Around half a dozen residents gathered at Bluefield City Hall Tuesday afternoon to protest a proposed rate increase by a local utility company.
A handful of members of the public were present during the Public Service Commission’s evidentiary hearing about a 6.89 percent proposed rate increase proposed by Bluefield Gas.
Bluefield resident Randall Smothers addressed members of the PSC and gas company, stating the company was not taking the needs of its customers into consideration with the proposal.
“I live in an older house, and I have lived there for 34 years,” Smothers said. “I have spent a considerable amount of money to make my house more energy efficient. My gas bill has quadrupled over the past 34 years while my income has not kept up with it. People who lived on fixed incomes cannot live on this increase. Company’s don’t consider who is paying their bills and keep coming back, year after year, for increases.”
Smothers said he did not feel it was fair that public hearings where held at a time inconvenient to most citizens.

▶ [Provided data]:
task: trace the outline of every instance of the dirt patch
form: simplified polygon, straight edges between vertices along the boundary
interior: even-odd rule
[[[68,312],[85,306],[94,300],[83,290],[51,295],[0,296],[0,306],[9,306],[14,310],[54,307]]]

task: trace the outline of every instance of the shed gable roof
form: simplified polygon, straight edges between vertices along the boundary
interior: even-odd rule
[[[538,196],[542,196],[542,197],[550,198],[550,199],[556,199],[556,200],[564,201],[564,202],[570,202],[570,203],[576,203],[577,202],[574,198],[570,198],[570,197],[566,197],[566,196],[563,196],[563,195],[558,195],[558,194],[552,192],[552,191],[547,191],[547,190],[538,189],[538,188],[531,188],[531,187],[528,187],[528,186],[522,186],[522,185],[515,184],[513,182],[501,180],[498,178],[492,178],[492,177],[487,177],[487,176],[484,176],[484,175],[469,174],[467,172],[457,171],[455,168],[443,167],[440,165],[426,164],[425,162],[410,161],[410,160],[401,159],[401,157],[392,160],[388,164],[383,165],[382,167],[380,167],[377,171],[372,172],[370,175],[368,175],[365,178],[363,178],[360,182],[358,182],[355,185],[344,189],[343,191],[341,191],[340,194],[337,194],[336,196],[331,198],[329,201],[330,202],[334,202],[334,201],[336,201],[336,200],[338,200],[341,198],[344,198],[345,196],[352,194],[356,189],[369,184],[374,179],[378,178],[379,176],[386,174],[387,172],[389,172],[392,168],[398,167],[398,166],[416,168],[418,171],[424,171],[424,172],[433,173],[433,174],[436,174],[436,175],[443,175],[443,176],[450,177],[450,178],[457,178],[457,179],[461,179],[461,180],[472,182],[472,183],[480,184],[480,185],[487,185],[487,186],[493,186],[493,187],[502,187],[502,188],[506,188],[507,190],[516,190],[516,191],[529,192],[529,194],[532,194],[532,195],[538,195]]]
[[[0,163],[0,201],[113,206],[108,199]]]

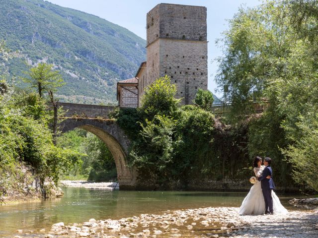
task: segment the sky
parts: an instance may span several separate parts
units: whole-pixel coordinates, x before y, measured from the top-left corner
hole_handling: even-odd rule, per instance
[[[214,80],[218,69],[215,60],[222,56],[215,41],[228,29],[227,20],[232,19],[240,6],[258,5],[259,0],[48,0],[48,1],[66,7],[79,10],[98,16],[113,23],[128,29],[142,38],[146,39],[146,15],[160,3],[203,6],[207,7],[208,30],[208,89],[222,97],[216,91]],[[138,70],[136,68],[136,71]]]

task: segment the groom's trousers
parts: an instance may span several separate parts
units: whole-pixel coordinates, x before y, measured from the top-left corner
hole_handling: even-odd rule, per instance
[[[272,189],[262,189],[264,200],[265,200],[265,211],[273,212],[273,198],[272,197]]]

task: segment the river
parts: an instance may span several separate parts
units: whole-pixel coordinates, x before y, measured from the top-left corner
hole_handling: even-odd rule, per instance
[[[200,191],[109,191],[79,187],[62,187],[64,197],[0,206],[0,237],[12,237],[23,233],[50,230],[52,224],[81,223],[119,219],[141,214],[161,214],[167,210],[205,207],[238,207],[246,193]],[[278,194],[282,204],[295,195]],[[299,208],[297,209],[298,210]]]

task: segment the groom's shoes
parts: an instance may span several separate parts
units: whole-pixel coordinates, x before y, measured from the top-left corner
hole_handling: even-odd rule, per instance
[[[265,215],[274,215],[274,213],[272,212],[269,212],[268,211],[266,211],[265,212]]]

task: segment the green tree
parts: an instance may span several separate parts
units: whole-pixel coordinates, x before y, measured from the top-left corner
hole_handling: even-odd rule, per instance
[[[173,116],[180,101],[174,98],[176,93],[176,86],[170,83],[169,77],[159,78],[146,88],[141,109],[149,119],[156,115]]]
[[[54,93],[58,88],[64,84],[63,79],[60,72],[53,69],[53,64],[45,63],[39,63],[37,66],[25,73],[28,77],[23,78],[25,82],[30,83],[32,87],[37,88],[40,98],[43,97],[43,91],[47,92],[49,98],[53,108],[53,142],[56,144],[56,136],[58,126],[58,102]]]
[[[235,119],[252,113],[253,100],[270,102],[251,125],[248,146],[251,157],[260,151],[273,156],[283,174],[291,173],[285,159],[298,166],[292,152],[306,153],[299,143],[310,136],[304,126],[317,128],[317,1],[264,1],[255,8],[240,8],[224,34],[217,83],[221,90],[228,89]],[[298,181],[299,174],[294,176]]]
[[[211,111],[214,100],[213,95],[210,91],[199,88],[193,103],[205,111]]]

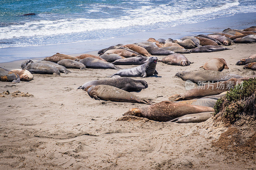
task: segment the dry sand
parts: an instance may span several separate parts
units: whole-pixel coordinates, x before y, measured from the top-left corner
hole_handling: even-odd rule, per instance
[[[222,71],[256,74],[239,59],[256,54],[256,44],[236,44],[233,49],[186,54],[191,62],[182,67],[158,63],[159,77],[143,79],[148,87],[132,92],[156,102],[185,91],[180,71],[199,70],[209,59],[224,58],[229,69]],[[94,54],[95,53],[93,53]],[[162,59],[163,56],[159,56]],[[22,61],[0,63],[20,68]],[[120,66],[130,68],[136,66]],[[34,74],[29,82],[0,82],[0,92],[17,90],[34,95],[0,98],[0,169],[226,169],[256,167],[246,156],[220,152],[212,147],[227,128],[200,123],[178,124],[135,118],[116,121],[129,109],[143,104],[96,100],[78,87],[116,72],[111,69],[69,69],[60,76]],[[136,79],[140,79],[135,78]]]

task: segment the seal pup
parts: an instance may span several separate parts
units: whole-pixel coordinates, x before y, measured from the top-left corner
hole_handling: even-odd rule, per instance
[[[82,70],[85,69],[86,68],[83,63],[69,59],[61,60],[59,61],[57,63],[68,69],[76,69]]]
[[[144,78],[153,74],[158,74],[158,73],[156,70],[156,62],[158,60],[157,57],[151,57],[145,64],[131,69],[120,70],[107,77],[112,77],[114,76],[118,75],[122,77],[141,77],[140,78]]]
[[[212,112],[190,114],[178,117],[169,122],[179,123],[200,123],[207,121],[211,118],[213,115]]]
[[[187,66],[190,65],[191,63],[185,55],[180,54],[174,54],[164,57],[162,62],[167,64],[181,66]]]
[[[127,92],[135,92],[148,87],[147,82],[144,80],[134,80],[128,77],[117,77],[115,78],[108,78],[96,80],[85,83],[77,89],[84,89],[90,85],[100,85],[114,86]]]
[[[206,106],[164,101],[148,106],[132,108],[123,114],[147,118],[159,122],[167,122],[186,115],[214,112],[213,108]]]
[[[225,60],[223,58],[212,58],[200,68],[202,67],[205,70],[215,71],[220,71],[223,68],[227,70],[228,69]]]
[[[232,49],[232,48],[225,48],[220,46],[205,46],[191,49],[190,52],[191,53],[209,53],[227,49]]]
[[[0,67],[0,81],[11,82],[12,83],[20,83],[20,76],[11,70]]]
[[[89,86],[84,90],[92,98],[119,102],[138,103],[148,105],[152,102],[142,99],[132,93],[110,85],[100,85]]]
[[[256,62],[256,54],[252,55],[249,57],[241,59],[236,63],[236,65],[244,65],[251,63]]]
[[[115,65],[141,65],[148,62],[148,58],[140,55],[132,57],[118,59],[112,63]]]
[[[11,70],[19,75],[21,81],[28,81],[33,79],[34,76],[28,70],[24,69],[14,69]]]

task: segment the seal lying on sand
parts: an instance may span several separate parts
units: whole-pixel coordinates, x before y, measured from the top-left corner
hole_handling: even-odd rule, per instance
[[[91,97],[95,100],[148,105],[152,103],[147,100],[140,99],[130,92],[110,85],[101,85],[90,86],[84,90],[87,91]]]
[[[77,58],[76,57],[57,53],[56,54],[54,54],[52,56],[45,58],[44,59],[44,60],[57,63],[59,61],[64,59],[69,59],[72,60],[75,60],[77,59]]]
[[[68,69],[77,69],[82,70],[86,68],[85,66],[83,63],[68,59],[61,60],[59,61],[57,63]]]
[[[131,109],[123,115],[135,116],[155,121],[167,122],[189,114],[214,111],[213,108],[210,107],[164,101],[141,108]]]
[[[148,60],[148,58],[141,55],[140,56],[118,59],[112,63],[115,65],[141,65],[147,63]]]
[[[141,77],[140,78],[144,78],[154,74],[158,74],[158,73],[156,70],[156,61],[158,60],[157,57],[151,57],[145,64],[131,69],[120,70],[108,77],[112,77],[114,76],[118,75],[122,77]]]
[[[20,76],[11,70],[0,67],[0,81],[8,81],[12,83],[20,83]]]
[[[140,90],[147,88],[148,86],[148,83],[144,80],[137,80],[128,77],[119,77],[89,81],[85,83],[77,89],[83,89],[90,85],[100,85],[114,86],[129,92]]]
[[[34,76],[28,70],[24,69],[14,69],[11,70],[14,73],[19,74],[20,81],[28,81],[33,79]]]
[[[178,117],[169,122],[179,123],[200,123],[207,121],[213,115],[212,112],[190,114]]]
[[[219,94],[230,90],[236,85],[240,84],[243,80],[232,78],[228,80],[198,86],[187,91],[182,95],[175,94],[169,97],[172,101],[189,100],[198,99],[208,96]]]
[[[225,81],[231,78],[239,78],[243,77],[239,75],[213,70],[200,70],[193,71],[182,71],[175,75],[184,81],[190,80],[203,85],[202,82]]]
[[[227,49],[232,49],[232,48],[225,48],[219,46],[205,46],[191,49],[190,50],[190,52],[191,53],[207,53],[219,51]]]
[[[251,63],[256,62],[256,54],[252,55],[249,57],[241,59],[236,64],[236,65],[244,65]]]
[[[86,66],[86,68],[119,69],[119,68],[112,63],[102,61],[94,58],[86,58],[81,60],[79,62],[84,64]]]
[[[185,55],[180,54],[174,54],[164,57],[162,62],[167,64],[187,66],[190,65],[191,63]]]
[[[205,63],[204,65],[200,67],[206,70],[220,71],[223,68],[228,69],[225,60],[223,58],[214,58]]]

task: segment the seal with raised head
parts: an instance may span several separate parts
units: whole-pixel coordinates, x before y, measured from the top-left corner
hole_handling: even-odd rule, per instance
[[[77,89],[83,89],[90,85],[100,85],[114,86],[129,92],[140,90],[147,88],[148,86],[148,83],[144,80],[134,80],[128,77],[118,77],[89,81],[85,83]]]
[[[169,98],[172,101],[190,100],[219,94],[230,90],[236,85],[240,84],[243,80],[232,78],[228,80],[198,86],[196,88],[187,91],[180,95],[174,94]]]
[[[162,62],[167,64],[187,66],[190,65],[191,63],[183,54],[175,53],[164,57]]]
[[[110,69],[119,70],[119,68],[112,63],[103,61],[97,58],[87,57],[82,59],[79,62],[83,63],[86,68],[90,69]]]
[[[256,62],[256,54],[252,55],[249,57],[241,59],[236,63],[236,65],[245,65],[251,63]]]
[[[205,63],[204,65],[200,67],[200,68],[202,67],[205,70],[215,71],[220,71],[223,69],[228,69],[225,60],[220,58],[212,58]]]
[[[151,57],[148,62],[139,66],[131,69],[122,70],[108,77],[112,77],[118,75],[122,77],[141,77],[144,78],[153,74],[158,74],[156,70],[156,66],[158,59],[156,57]]]
[[[84,90],[92,98],[119,102],[138,103],[150,105],[152,102],[142,99],[134,94],[113,86],[100,85],[89,86]]]
[[[206,106],[164,101],[141,108],[132,108],[123,115],[131,115],[159,122],[167,122],[186,115],[214,112],[213,108]]]
[[[57,63],[59,61],[64,59],[69,59],[72,60],[75,60],[77,59],[77,58],[76,57],[57,53],[56,54],[54,54],[52,56],[45,58],[44,59],[44,60]]]
[[[212,112],[190,114],[174,119],[169,122],[179,123],[200,123],[207,121],[213,115]]]
[[[61,60],[59,61],[57,63],[68,69],[76,69],[82,70],[84,70],[86,68],[83,63],[68,59]]]
[[[202,83],[225,81],[231,78],[239,78],[243,77],[239,75],[213,70],[199,70],[193,71],[179,72],[175,75],[184,81],[189,80],[203,85]]]
[[[20,76],[11,70],[0,67],[0,81],[11,82],[12,83],[20,83]]]
[[[220,46],[204,46],[191,49],[190,52],[191,53],[209,53],[227,49],[232,49],[232,48],[225,48]]]
[[[118,59],[112,63],[115,65],[141,65],[147,63],[148,59],[141,56],[137,56]]]
[[[18,74],[21,81],[30,81],[33,79],[34,76],[28,70],[24,69],[14,69],[11,70],[14,73]]]

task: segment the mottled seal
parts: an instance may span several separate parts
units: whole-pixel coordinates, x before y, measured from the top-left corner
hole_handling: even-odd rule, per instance
[[[245,64],[244,69],[249,69],[252,70],[256,70],[256,62],[251,63]]]
[[[236,85],[240,84],[243,80],[232,78],[228,80],[198,86],[187,91],[182,95],[175,94],[169,97],[172,101],[189,100],[198,99],[204,96],[219,94],[230,90]]]
[[[232,48],[225,48],[220,46],[205,46],[191,49],[190,52],[191,53],[209,53],[227,49],[232,49]]]
[[[141,77],[144,78],[154,74],[158,74],[156,70],[157,57],[151,57],[149,58],[148,62],[140,66],[131,69],[120,70],[117,73],[108,77],[111,77],[113,76],[118,75],[122,77]]]
[[[141,108],[131,109],[123,115],[131,115],[159,122],[167,122],[186,115],[213,112],[210,107],[164,101]]]
[[[92,98],[119,102],[138,103],[150,104],[152,102],[142,99],[132,93],[113,86],[100,85],[90,86],[84,89]]]
[[[212,112],[190,114],[174,119],[169,122],[179,123],[200,123],[207,121],[213,115]]]
[[[220,71],[223,68],[228,69],[225,60],[223,58],[214,58],[208,61],[203,66],[200,67],[207,70]]]
[[[11,82],[12,83],[20,83],[20,76],[11,70],[0,67],[0,81]]]
[[[56,54],[54,54],[52,56],[45,58],[44,59],[44,60],[57,63],[59,61],[64,59],[69,59],[72,60],[75,60],[77,59],[77,58],[76,57],[57,53],[56,53]]]
[[[108,50],[104,54],[115,54],[125,58],[135,57],[137,54],[124,49],[113,49]]]
[[[191,63],[183,54],[174,54],[164,57],[162,60],[162,62],[167,64],[187,66],[190,65]]]
[[[118,70],[119,68],[112,63],[103,61],[97,58],[87,57],[82,59],[79,62],[83,63],[86,68],[91,69],[110,69]]]
[[[144,80],[137,80],[128,77],[118,77],[89,81],[85,83],[77,89],[83,89],[90,85],[100,85],[114,86],[129,92],[140,90],[147,88],[148,86],[148,83]]]
[[[193,71],[182,71],[176,73],[175,75],[184,81],[189,80],[201,85],[203,85],[202,83],[204,82],[213,83],[227,81],[231,78],[239,78],[243,77],[236,74],[204,70]]]
[[[112,63],[115,65],[141,65],[147,63],[148,59],[141,56],[118,59]]]
[[[14,69],[11,70],[14,73],[19,74],[20,81],[28,81],[33,79],[34,76],[28,70],[24,69]]]
[[[22,68],[32,73],[60,75],[59,70],[54,67],[37,63],[29,63]]]
[[[180,48],[178,47],[162,47],[161,48],[170,50],[177,53],[189,54],[190,53],[190,51],[189,50]]]
[[[83,63],[69,59],[61,60],[59,61],[57,63],[68,69],[77,69],[82,70],[85,69],[86,68]]]
[[[118,59],[126,58],[125,57],[115,54],[104,54],[100,55],[100,57],[104,59],[108,62],[114,62],[116,60],[118,60]]]
[[[256,54],[252,55],[249,57],[241,59],[236,62],[236,65],[244,65],[246,64],[254,62],[256,62]]]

▶ [Set task 1]: In the article on the Bluefield Gas hearing, rewrite the paragraph beginning "“I live in an older house" as a short bulleted list that keeps its main facts.
▶ [Set task 2]: Repeat the passage of the article on the Bluefield Gas hearing from "A handful of" up to and including "to most citizens.".

▶ [Correct answer 1]:
- Smothers has lived in an older house for 34 years.
- He has spent a considerable amount of money to make the house more energy efficient.
- His gas bill has quadrupled over those 34 years, but his income has not kept pace.
- He said people on fixed incomes cannot live on this increase.
- He said companies do not consider who pays their bills and keep asking for increases year after year.

▶ [Correct answer 2]:
A handful of members of the public were present during the Public Service Commission’s evidentiary hearing about a 6.89 percent proposed rate increase proposed by Bluefield Gas.
Bluefield resident Randall Smothers addressed members of the PSC and gas company, stating the company was not taking the needs of its customers into consideration with the proposal.
“I live in an older house, and I have lived there for 34 years,” Smothers said. “I have spent a considerable amount of money to make my house more energy efficient. My gas bill has quadrupled over the past 34 years while my income has not kept up with it. People who lived on fixed incomes cannot live on this increase. Company’s don’t consider who is paying their bills and keep coming back, year after year, for increases.”
Smothers said he did not feel it was fair that public hearings where held at a time inconvenient to most citizens.